Records to process
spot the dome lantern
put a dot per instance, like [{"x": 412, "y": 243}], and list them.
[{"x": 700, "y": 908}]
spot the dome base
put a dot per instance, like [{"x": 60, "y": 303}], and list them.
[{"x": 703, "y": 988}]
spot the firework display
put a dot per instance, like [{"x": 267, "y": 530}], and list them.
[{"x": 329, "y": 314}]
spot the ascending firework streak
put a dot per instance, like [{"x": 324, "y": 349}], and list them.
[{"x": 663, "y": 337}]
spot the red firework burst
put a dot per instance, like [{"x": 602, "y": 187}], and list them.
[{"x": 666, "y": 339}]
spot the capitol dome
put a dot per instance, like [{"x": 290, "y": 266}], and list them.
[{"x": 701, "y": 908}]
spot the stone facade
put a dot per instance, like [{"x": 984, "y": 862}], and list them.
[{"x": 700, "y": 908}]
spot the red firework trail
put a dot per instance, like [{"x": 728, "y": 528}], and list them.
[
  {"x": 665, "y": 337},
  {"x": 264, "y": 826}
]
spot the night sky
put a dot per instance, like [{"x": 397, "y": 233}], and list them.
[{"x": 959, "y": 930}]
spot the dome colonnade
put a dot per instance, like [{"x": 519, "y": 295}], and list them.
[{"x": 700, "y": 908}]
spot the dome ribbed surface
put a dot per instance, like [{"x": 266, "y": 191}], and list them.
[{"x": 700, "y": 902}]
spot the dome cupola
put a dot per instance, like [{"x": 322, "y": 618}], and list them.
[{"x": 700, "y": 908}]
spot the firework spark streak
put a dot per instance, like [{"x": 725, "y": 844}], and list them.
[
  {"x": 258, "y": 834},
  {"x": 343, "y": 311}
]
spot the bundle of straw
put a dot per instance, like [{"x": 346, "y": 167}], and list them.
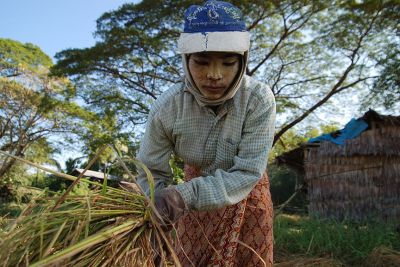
[{"x": 108, "y": 227}]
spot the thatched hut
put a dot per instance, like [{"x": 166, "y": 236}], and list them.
[{"x": 358, "y": 180}]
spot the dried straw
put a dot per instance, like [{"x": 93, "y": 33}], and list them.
[{"x": 109, "y": 227}]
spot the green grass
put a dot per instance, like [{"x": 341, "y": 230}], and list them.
[{"x": 351, "y": 243}]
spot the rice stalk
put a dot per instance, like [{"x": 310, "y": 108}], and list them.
[{"x": 107, "y": 227}]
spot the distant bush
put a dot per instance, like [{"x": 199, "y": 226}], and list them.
[{"x": 348, "y": 242}]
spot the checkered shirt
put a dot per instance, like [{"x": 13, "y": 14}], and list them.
[{"x": 229, "y": 146}]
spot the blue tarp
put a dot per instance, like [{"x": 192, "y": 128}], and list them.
[{"x": 352, "y": 129}]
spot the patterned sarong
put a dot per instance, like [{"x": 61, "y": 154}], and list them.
[{"x": 238, "y": 235}]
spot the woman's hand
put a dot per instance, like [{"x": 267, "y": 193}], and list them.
[{"x": 169, "y": 203}]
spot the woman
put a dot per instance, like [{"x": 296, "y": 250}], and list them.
[{"x": 221, "y": 123}]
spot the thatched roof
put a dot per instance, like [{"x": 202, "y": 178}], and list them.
[{"x": 380, "y": 138}]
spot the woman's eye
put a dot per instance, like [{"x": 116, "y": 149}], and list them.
[
  {"x": 201, "y": 62},
  {"x": 229, "y": 63}
]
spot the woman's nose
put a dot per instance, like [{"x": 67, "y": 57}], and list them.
[{"x": 214, "y": 72}]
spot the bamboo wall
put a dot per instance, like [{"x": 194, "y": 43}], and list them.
[{"x": 359, "y": 180}]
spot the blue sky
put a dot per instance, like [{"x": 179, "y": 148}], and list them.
[{"x": 53, "y": 25}]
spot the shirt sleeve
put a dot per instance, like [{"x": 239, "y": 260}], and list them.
[
  {"x": 155, "y": 151},
  {"x": 231, "y": 186}
]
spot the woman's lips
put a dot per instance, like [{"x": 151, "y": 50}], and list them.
[{"x": 214, "y": 88}]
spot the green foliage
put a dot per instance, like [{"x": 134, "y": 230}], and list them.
[
  {"x": 348, "y": 242},
  {"x": 33, "y": 107},
  {"x": 307, "y": 51},
  {"x": 293, "y": 139},
  {"x": 15, "y": 57}
]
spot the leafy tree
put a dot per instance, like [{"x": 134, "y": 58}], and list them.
[
  {"x": 307, "y": 51},
  {"x": 33, "y": 106}
]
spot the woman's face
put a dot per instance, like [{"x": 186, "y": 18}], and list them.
[{"x": 213, "y": 72}]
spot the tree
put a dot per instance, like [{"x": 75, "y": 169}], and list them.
[
  {"x": 33, "y": 106},
  {"x": 307, "y": 51}
]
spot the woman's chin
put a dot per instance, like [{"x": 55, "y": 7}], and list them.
[{"x": 212, "y": 95}]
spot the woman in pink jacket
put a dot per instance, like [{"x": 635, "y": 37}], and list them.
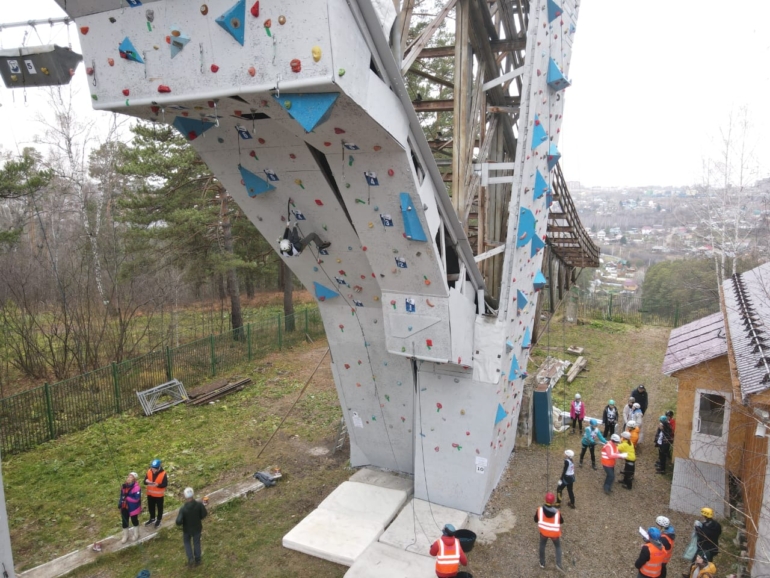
[
  {"x": 577, "y": 412},
  {"x": 130, "y": 506}
]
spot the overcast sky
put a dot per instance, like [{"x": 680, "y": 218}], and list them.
[{"x": 653, "y": 82}]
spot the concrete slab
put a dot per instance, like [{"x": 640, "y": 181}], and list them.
[
  {"x": 333, "y": 536},
  {"x": 365, "y": 502},
  {"x": 65, "y": 564},
  {"x": 384, "y": 561},
  {"x": 405, "y": 534},
  {"x": 384, "y": 479}
]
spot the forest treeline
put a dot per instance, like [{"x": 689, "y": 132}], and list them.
[{"x": 102, "y": 245}]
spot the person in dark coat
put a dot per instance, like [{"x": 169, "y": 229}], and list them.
[
  {"x": 708, "y": 532},
  {"x": 640, "y": 395},
  {"x": 190, "y": 517}
]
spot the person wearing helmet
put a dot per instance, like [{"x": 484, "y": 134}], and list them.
[
  {"x": 701, "y": 567},
  {"x": 130, "y": 506},
  {"x": 190, "y": 517},
  {"x": 449, "y": 553},
  {"x": 293, "y": 243},
  {"x": 609, "y": 455},
  {"x": 591, "y": 437},
  {"x": 156, "y": 482},
  {"x": 640, "y": 397},
  {"x": 708, "y": 533},
  {"x": 549, "y": 521},
  {"x": 577, "y": 412},
  {"x": 610, "y": 418},
  {"x": 626, "y": 447},
  {"x": 567, "y": 479},
  {"x": 663, "y": 440},
  {"x": 650, "y": 561},
  {"x": 667, "y": 541}
]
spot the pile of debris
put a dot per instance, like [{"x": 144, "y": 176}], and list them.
[{"x": 216, "y": 389}]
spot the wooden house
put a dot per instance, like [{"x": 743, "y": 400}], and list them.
[{"x": 722, "y": 364}]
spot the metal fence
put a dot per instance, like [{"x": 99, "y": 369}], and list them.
[{"x": 38, "y": 415}]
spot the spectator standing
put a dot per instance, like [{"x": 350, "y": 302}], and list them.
[{"x": 190, "y": 517}]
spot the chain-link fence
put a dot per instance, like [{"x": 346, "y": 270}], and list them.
[{"x": 38, "y": 415}]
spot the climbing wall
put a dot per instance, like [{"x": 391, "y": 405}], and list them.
[{"x": 285, "y": 104}]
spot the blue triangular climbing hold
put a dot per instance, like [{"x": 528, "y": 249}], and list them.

Exercise requirements
Copy out all of the data above verbatim, leaving out the pictures.

Output below
spot the dome lantern
put a dot per instance, like [{"x": 412, "y": 243}], and list them.
[{"x": 700, "y": 908}]
spot the dome base
put a dot per instance, like [{"x": 60, "y": 303}], and list them.
[{"x": 703, "y": 988}]
spot the firework display
put a dot per instance, like [{"x": 267, "y": 530}], and list them.
[{"x": 329, "y": 314}]
spot the ascending firework streak
put a dot per instance, like [{"x": 324, "y": 349}], and list them.
[{"x": 663, "y": 337}]
spot the red firework burst
put a dot per instance, like [{"x": 602, "y": 187}], and list them.
[{"x": 666, "y": 339}]
spot the capitol dome
put a dot per instance, like [{"x": 290, "y": 266}], and list them.
[{"x": 701, "y": 908}]
spot the stone facade
put a dot per instance, like [{"x": 984, "y": 862}], and list them.
[{"x": 700, "y": 908}]
spot the red firework trail
put a dot per instance, like [{"x": 728, "y": 528}], and list them.
[
  {"x": 665, "y": 337},
  {"x": 264, "y": 826}
]
spot the night sky
put a dot per instance, like [{"x": 397, "y": 233}], and list them.
[{"x": 959, "y": 930}]
spot the dome colonnade
put a dot per instance, like [{"x": 519, "y": 295}], and list them.
[{"x": 700, "y": 908}]
spot the dome ribbed surface
put a dot per instance, like [{"x": 266, "y": 191}], and list them.
[{"x": 700, "y": 902}]
spot the dome cupola
put a dot per instance, like [{"x": 322, "y": 618}], and list them.
[{"x": 700, "y": 908}]
spot the firework spark streak
put a dot per instance, like [{"x": 725, "y": 844}], and list them.
[
  {"x": 258, "y": 834},
  {"x": 343, "y": 311}
]
spot the bundle of straw
put a dot per instance, like [{"x": 346, "y": 167}], and list them.
[{"x": 108, "y": 227}]
spot the thatched hut
put a dot per instance, like [{"x": 166, "y": 236}], and list them.
[{"x": 358, "y": 180}]
spot the dried straw
put a dot per instance, like [{"x": 93, "y": 33}], and list them.
[{"x": 109, "y": 227}]
spot the green grass
put a dot per instance, like [{"x": 341, "y": 230}], and list them.
[{"x": 351, "y": 243}]
spot the rice stalk
put a dot per instance, like [{"x": 310, "y": 108}], and list them.
[{"x": 107, "y": 227}]
spot the distant bush
put a dot per instance, like [{"x": 199, "y": 226}], and list them.
[{"x": 348, "y": 242}]
spot the checkered shirt
put a dot per instance, like [{"x": 13, "y": 14}], and list them.
[{"x": 229, "y": 146}]
spot the blue tarp
put a dot per instance, like [{"x": 192, "y": 128}], and list them.
[{"x": 352, "y": 129}]
spot the patterned sarong
put a dot per instance, like [{"x": 61, "y": 154}], and list them.
[{"x": 238, "y": 235}]
spot the woman's hand
put a dot per instance, like [{"x": 267, "y": 193}], and list them.
[{"x": 169, "y": 203}]
spot the woman
put a dot per instance, like [{"x": 296, "y": 250}], and list them.
[{"x": 221, "y": 123}]
spot the thatched roof
put a dot per instance, like [{"x": 202, "y": 178}], and list them.
[{"x": 380, "y": 138}]
spot the woman's eye
put a dot per instance, like [{"x": 116, "y": 149}], and list them.
[
  {"x": 201, "y": 62},
  {"x": 229, "y": 63}
]
spot the woman's nose
put a dot per instance, like [{"x": 67, "y": 57}], and list them.
[{"x": 214, "y": 72}]
spot the bamboo wall
put a dot per instance, like [{"x": 194, "y": 43}], and list them.
[{"x": 359, "y": 180}]
spot the blue sky
put a dot per instance, like [{"x": 179, "y": 148}], and list them.
[{"x": 53, "y": 25}]
spot the shirt sleeve
put a dot per instance, like [{"x": 239, "y": 260}], and list them.
[
  {"x": 155, "y": 151},
  {"x": 231, "y": 186}
]
spot the woman's lips
put a dot per instance, like [{"x": 151, "y": 50}], and list them.
[{"x": 214, "y": 88}]
spot the green foliage
put a dot per instance, like [{"x": 134, "y": 230}], and list them.
[
  {"x": 348, "y": 242},
  {"x": 33, "y": 107},
  {"x": 307, "y": 51},
  {"x": 293, "y": 139},
  {"x": 15, "y": 57}
]
spot the leafy tree
put a dot per instance, like [{"x": 134, "y": 58}], and list them.
[
  {"x": 307, "y": 51},
  {"x": 33, "y": 106}
]
spot the woman's face
put a dot per instance, like [{"x": 186, "y": 18}], and list them.
[{"x": 213, "y": 72}]
spot the tree
put a dot per instance, like [{"x": 75, "y": 169}], and list them.
[
  {"x": 33, "y": 106},
  {"x": 307, "y": 51}
]
spot the woman's chin
put a dot per instance, like [{"x": 55, "y": 7}], and list them.
[{"x": 212, "y": 95}]
spot the woman in pink jacket
put a dot per instance, like [{"x": 635, "y": 37}], and list them.
[
  {"x": 577, "y": 412},
  {"x": 130, "y": 506}
]
spot the overcast sky
put a dot per instance, like [{"x": 680, "y": 218}], and list them.
[{"x": 653, "y": 82}]
spot the concrete slab
put a dot per instance, like [{"x": 640, "y": 181}], and list them.
[
  {"x": 333, "y": 536},
  {"x": 365, "y": 502},
  {"x": 65, "y": 564},
  {"x": 384, "y": 561},
  {"x": 405, "y": 534},
  {"x": 384, "y": 479}
]
spot the forest treeline
put a dot per instance, like [{"x": 689, "y": 132}], and list them.
[{"x": 102, "y": 245}]
spot the person in dark coat
put a dot per instance, like [{"x": 169, "y": 229}], and list them.
[
  {"x": 708, "y": 532},
  {"x": 640, "y": 395},
  {"x": 190, "y": 517}
]
spot the person wearing helmet
put a dot per instance, like [{"x": 484, "y": 134}], and list them.
[
  {"x": 701, "y": 567},
  {"x": 130, "y": 506},
  {"x": 190, "y": 517},
  {"x": 449, "y": 553},
  {"x": 293, "y": 243},
  {"x": 609, "y": 455},
  {"x": 591, "y": 437},
  {"x": 156, "y": 482},
  {"x": 640, "y": 397},
  {"x": 708, "y": 533},
  {"x": 549, "y": 521},
  {"x": 577, "y": 412},
  {"x": 610, "y": 418},
  {"x": 626, "y": 447},
  {"x": 567, "y": 479},
  {"x": 663, "y": 440},
  {"x": 650, "y": 561},
  {"x": 667, "y": 541}
]
spot the pile of debris
put a dot per instance, like [{"x": 144, "y": 176}], and list them.
[{"x": 216, "y": 389}]
spot the wooden house
put a dot per instance, like [{"x": 743, "y": 400}], and list them.
[{"x": 722, "y": 364}]
spot the metal fence
put a dot per instance, like [{"x": 99, "y": 369}], and list them.
[{"x": 38, "y": 415}]
spot the spectator standing
put a dot per instance, like [{"x": 350, "y": 302}], and list them.
[{"x": 190, "y": 517}]
spot the chain-link fence
put a dot per instance, like [{"x": 346, "y": 270}], and list them.
[{"x": 38, "y": 415}]
spot the climbing wall
put a dot per instance, like [{"x": 391, "y": 405}], and list them.
[{"x": 285, "y": 104}]
spot the blue triangular climbing hold
put a dot per instance, like [{"x": 528, "y": 249}], and list them.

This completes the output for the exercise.